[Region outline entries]
— Start —
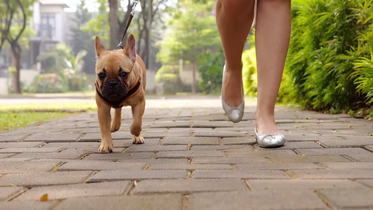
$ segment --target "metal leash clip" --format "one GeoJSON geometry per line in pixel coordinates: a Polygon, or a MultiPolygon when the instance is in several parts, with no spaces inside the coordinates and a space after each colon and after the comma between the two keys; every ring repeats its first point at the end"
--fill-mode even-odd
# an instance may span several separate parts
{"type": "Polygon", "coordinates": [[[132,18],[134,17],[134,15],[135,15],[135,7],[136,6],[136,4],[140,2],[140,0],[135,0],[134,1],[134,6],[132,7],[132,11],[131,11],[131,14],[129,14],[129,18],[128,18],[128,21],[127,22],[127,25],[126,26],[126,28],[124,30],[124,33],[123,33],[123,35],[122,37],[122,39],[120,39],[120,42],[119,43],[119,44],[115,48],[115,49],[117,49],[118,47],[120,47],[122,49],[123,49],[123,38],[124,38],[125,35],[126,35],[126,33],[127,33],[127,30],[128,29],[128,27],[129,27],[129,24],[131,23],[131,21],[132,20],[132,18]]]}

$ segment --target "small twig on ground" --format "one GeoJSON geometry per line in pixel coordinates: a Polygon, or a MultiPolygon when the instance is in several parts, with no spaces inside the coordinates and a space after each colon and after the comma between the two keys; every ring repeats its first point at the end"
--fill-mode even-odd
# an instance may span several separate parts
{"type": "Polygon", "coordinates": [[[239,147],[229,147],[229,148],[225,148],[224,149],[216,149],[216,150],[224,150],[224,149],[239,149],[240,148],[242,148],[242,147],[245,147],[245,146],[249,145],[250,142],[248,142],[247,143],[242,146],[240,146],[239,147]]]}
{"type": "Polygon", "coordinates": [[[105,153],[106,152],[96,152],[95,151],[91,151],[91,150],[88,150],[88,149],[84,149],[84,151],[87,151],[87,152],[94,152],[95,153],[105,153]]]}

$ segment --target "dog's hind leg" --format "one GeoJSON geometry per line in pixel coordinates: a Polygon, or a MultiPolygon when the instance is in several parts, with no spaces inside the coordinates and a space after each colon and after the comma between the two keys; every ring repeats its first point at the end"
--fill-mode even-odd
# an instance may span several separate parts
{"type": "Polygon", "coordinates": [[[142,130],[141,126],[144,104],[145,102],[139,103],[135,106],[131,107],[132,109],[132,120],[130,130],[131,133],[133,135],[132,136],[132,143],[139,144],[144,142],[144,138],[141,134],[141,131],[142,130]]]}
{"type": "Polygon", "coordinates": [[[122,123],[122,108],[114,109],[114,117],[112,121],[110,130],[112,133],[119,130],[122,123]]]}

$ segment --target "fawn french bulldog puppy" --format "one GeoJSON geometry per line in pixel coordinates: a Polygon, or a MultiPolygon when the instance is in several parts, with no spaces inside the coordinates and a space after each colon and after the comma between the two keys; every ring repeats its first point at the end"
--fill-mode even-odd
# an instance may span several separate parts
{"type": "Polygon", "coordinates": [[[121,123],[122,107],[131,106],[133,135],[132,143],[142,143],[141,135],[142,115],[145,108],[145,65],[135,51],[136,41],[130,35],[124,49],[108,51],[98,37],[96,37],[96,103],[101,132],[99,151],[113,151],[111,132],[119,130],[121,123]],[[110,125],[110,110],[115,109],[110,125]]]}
— End —
— Start —
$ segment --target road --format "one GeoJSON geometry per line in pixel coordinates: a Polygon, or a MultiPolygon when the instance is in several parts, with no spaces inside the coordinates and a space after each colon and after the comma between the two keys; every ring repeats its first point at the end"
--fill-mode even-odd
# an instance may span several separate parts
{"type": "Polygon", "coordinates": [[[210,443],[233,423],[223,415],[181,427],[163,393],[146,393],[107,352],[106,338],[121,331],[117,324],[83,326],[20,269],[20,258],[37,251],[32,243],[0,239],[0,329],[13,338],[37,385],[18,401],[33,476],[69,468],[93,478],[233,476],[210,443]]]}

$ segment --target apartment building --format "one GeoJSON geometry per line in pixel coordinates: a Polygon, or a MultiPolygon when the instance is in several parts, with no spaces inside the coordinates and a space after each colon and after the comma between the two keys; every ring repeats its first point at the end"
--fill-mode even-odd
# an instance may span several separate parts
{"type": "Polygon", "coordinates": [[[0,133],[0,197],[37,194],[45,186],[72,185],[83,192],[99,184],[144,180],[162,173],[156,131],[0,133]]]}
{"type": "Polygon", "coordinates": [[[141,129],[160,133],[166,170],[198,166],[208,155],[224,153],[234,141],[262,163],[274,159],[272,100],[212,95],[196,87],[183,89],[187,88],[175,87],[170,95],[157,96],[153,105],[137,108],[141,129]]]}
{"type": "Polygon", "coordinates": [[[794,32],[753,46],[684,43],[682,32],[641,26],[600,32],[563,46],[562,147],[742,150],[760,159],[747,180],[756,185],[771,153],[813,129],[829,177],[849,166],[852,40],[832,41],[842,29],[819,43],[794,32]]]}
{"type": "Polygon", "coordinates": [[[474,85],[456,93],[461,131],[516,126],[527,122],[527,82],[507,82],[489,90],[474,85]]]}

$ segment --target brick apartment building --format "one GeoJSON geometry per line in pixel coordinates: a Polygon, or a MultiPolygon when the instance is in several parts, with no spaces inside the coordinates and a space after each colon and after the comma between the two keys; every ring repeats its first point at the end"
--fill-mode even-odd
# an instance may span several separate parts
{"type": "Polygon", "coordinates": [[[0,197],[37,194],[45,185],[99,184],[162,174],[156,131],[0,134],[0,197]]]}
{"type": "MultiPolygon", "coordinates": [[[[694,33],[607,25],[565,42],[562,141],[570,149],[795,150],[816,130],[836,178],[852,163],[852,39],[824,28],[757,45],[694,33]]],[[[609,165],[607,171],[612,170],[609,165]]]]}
— End —
DIRECTIVE: Locate every line in the records that contains the word "apartment", and copy each of those lines. Case counts.

THE REPLY:
$ segment --target apartment building --format "one GeoJSON geometry per line in pixel coordinates: a Polygon, or a MultiPolygon when the instance is in several parts, with no spaces inside the coordinates and a space after each colon and after the comma between the two keys; every ring repeats its first point at the end"
$ segment --target brick apartment building --format "one GeoJSON geometry per line in pixel coordinates: a Polygon, or a MultiPolygon when the instance is in several parts, with no spaces inside the coordinates and a space after each colon and after the comma between the two keys; every ring repeats its first point at the end"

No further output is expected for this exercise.